──────── Source records ────────

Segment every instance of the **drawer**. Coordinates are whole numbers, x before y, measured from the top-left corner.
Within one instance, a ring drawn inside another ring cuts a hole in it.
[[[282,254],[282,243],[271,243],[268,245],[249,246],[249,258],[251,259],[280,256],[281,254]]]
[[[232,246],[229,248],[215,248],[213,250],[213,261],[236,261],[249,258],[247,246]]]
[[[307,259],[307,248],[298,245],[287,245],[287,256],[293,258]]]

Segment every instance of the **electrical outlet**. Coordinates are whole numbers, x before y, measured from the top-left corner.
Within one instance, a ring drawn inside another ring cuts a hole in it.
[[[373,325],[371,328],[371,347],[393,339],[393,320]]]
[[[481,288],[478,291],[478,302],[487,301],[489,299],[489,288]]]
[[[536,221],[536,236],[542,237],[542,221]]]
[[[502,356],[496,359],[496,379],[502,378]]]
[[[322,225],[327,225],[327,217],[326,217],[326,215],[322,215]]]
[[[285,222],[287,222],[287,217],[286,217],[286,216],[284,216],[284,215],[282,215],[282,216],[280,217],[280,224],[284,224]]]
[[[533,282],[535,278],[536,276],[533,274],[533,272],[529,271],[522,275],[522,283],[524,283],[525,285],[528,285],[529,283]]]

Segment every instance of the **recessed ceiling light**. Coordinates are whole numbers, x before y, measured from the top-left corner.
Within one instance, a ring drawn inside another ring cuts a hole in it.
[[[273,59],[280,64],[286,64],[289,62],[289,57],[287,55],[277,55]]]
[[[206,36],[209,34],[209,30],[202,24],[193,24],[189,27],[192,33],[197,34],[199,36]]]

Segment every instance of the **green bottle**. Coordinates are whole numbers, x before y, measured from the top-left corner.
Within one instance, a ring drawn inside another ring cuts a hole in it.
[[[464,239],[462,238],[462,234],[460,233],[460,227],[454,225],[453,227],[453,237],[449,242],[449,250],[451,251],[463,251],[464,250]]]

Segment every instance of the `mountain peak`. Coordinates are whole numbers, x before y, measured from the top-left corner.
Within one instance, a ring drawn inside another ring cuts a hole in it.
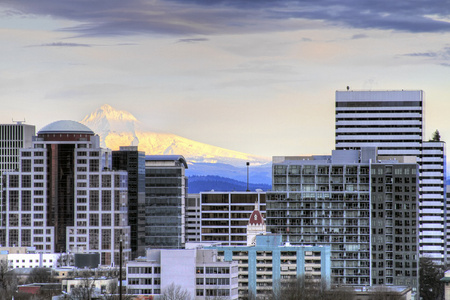
[[[81,123],[92,123],[99,119],[107,119],[109,121],[132,121],[138,122],[138,120],[129,112],[124,110],[117,110],[109,104],[103,104],[97,108],[93,113],[84,117]]]
[[[120,146],[139,146],[147,154],[180,154],[190,162],[220,162],[243,165],[243,162],[264,164],[267,157],[249,155],[196,142],[168,133],[143,131],[140,122],[129,112],[104,104],[84,117],[82,124],[100,136],[102,147],[113,150]]]

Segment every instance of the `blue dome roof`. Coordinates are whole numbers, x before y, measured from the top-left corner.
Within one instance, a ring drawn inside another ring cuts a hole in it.
[[[38,134],[48,134],[48,133],[81,133],[81,134],[94,134],[94,132],[81,123],[61,120],[50,123],[39,130]]]

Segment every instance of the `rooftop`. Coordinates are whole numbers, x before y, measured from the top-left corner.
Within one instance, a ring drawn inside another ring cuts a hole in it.
[[[80,133],[80,134],[94,134],[94,132],[81,123],[70,121],[70,120],[60,120],[50,123],[39,130],[38,134],[49,134],[49,133]]]

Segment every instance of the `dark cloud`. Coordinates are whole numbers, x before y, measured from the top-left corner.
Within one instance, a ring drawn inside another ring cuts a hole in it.
[[[439,51],[407,53],[403,56],[422,58],[436,62],[442,66],[448,66],[450,64],[450,47],[444,47]]]
[[[205,38],[179,39],[178,43],[198,43],[198,42],[206,42],[206,41],[209,41],[209,39],[205,39]]]
[[[91,47],[89,44],[78,44],[78,43],[48,43],[48,44],[41,44],[39,47]]]
[[[359,29],[450,31],[450,23],[440,20],[450,15],[449,0],[3,0],[1,6],[3,15],[78,21],[78,26],[61,30],[82,36],[301,29],[289,22],[296,19]]]
[[[352,36],[352,40],[365,39],[366,37],[366,34],[355,34]]]

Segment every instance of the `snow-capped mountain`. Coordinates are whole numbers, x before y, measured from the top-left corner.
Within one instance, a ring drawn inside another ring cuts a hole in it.
[[[227,150],[196,142],[170,133],[142,130],[141,123],[129,112],[120,111],[105,104],[82,121],[100,136],[102,147],[118,150],[120,146],[139,146],[147,155],[179,154],[188,163],[222,163],[253,166],[270,163],[270,158]]]

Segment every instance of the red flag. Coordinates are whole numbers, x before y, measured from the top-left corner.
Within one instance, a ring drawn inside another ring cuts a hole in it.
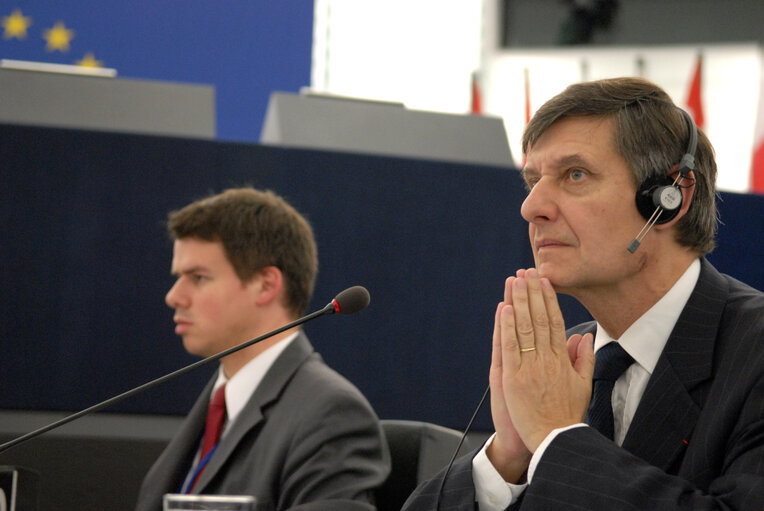
[[[759,84],[759,114],[753,132],[753,161],[751,165],[751,191],[764,193],[764,73]]]
[[[698,60],[695,63],[695,73],[692,75],[692,82],[690,82],[690,90],[687,93],[687,101],[685,101],[698,128],[703,128],[702,70],[703,55],[699,53]]]
[[[480,115],[483,113],[483,107],[480,101],[480,79],[477,73],[472,73],[472,104],[470,111],[473,114]]]
[[[761,114],[759,114],[761,115]],[[751,170],[751,191],[764,193],[764,136],[759,137],[753,150],[753,169]]]
[[[523,68],[523,86],[525,87],[525,126],[531,122],[531,79],[528,68]],[[523,159],[520,166],[525,167],[525,148],[523,147]]]
[[[531,79],[527,67],[523,69],[523,77],[525,79],[525,124],[528,124],[531,121]]]

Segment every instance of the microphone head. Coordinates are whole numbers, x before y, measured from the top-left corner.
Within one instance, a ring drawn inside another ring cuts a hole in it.
[[[353,286],[334,297],[332,305],[335,314],[354,314],[369,305],[371,297],[363,286]]]

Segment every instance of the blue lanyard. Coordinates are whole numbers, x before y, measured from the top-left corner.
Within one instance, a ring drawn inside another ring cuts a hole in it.
[[[191,477],[188,479],[185,487],[181,488],[181,493],[188,493],[191,490],[191,486],[194,484],[194,481],[196,481],[196,478],[199,477],[199,474],[202,472],[202,470],[204,470],[204,467],[207,466],[207,463],[209,463],[212,455],[215,454],[215,451],[217,451],[218,445],[220,445],[220,442],[218,442],[204,458],[199,460],[199,464],[196,466],[196,469],[194,469],[194,473],[191,474]]]

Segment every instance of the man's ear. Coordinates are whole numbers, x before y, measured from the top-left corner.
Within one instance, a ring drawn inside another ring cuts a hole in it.
[[[269,305],[281,299],[284,276],[277,267],[266,266],[258,270],[251,283],[256,284],[255,304],[258,306]]]
[[[671,178],[676,179],[676,172],[671,174]],[[687,210],[690,209],[690,204],[692,203],[693,193],[695,193],[695,173],[692,170],[687,172],[687,174],[679,179],[677,186],[679,186],[679,191],[682,192],[682,205],[679,208],[679,213],[665,224],[656,224],[655,229],[663,230],[671,228],[680,218],[687,214]]]

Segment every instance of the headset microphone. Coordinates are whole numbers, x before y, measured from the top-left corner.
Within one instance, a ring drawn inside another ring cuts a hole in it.
[[[682,177],[682,174],[677,174],[676,179],[673,182],[669,180],[668,184],[663,177],[651,178],[639,187],[637,209],[642,213],[642,216],[647,218],[647,222],[637,237],[629,243],[627,247],[629,252],[633,254],[637,251],[653,225],[666,223],[679,213],[679,208],[682,206],[682,190],[679,189],[677,183]],[[659,183],[656,184],[656,181]],[[664,215],[664,213],[666,214]]]
[[[673,220],[682,207],[682,179],[689,179],[687,174],[695,169],[695,150],[698,146],[698,128],[690,114],[679,109],[687,122],[690,140],[687,151],[679,162],[679,173],[673,181],[669,176],[658,175],[646,179],[639,186],[636,195],[637,209],[647,220],[636,238],[626,248],[632,254],[637,251],[642,240],[655,224],[664,224]]]

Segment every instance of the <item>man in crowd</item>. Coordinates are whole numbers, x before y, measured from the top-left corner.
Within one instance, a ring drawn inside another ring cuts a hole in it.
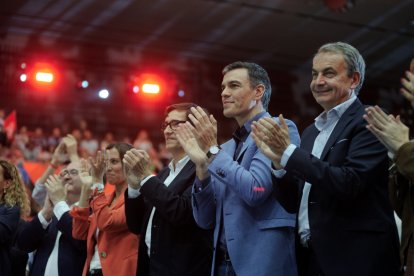
[[[212,234],[196,225],[191,208],[195,166],[175,135],[194,106],[181,103],[167,107],[162,130],[172,161],[157,176],[152,175],[145,150],[131,149],[124,156],[129,175],[125,213],[130,231],[141,236],[140,276],[210,274]]]
[[[275,194],[284,177],[272,183],[271,162],[250,136],[251,124],[271,118],[266,112],[271,84],[267,72],[250,62],[223,69],[223,114],[237,121],[233,139],[217,143],[217,123],[201,108],[192,108],[178,138],[196,164],[193,211],[197,224],[214,229],[214,275],[296,275],[294,226]],[[296,126],[289,122],[299,145]]]
[[[42,188],[47,191],[42,210],[24,226],[17,238],[17,245],[22,250],[36,250],[29,275],[82,275],[86,243],[72,238],[69,214],[81,192],[79,170],[79,161],[74,161],[64,167],[59,176],[50,173]]]
[[[280,125],[263,119],[253,127],[256,144],[273,166],[299,182],[291,184],[301,194],[300,275],[400,273],[387,151],[366,128],[357,98],[364,75],[357,49],[325,44],[313,58],[310,84],[324,111],[303,132],[301,146],[286,135],[281,115]]]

────────

The lines in the entries above that carry the word "blue" must be copied.

Segment every instance of the `blue dome roof`. Coordinates are whole numbers, x before y, measured from the top-left corner.
Segment every instance of the blue lanyard. Coordinates are whole numbers, x before y, measured from the top-left corner.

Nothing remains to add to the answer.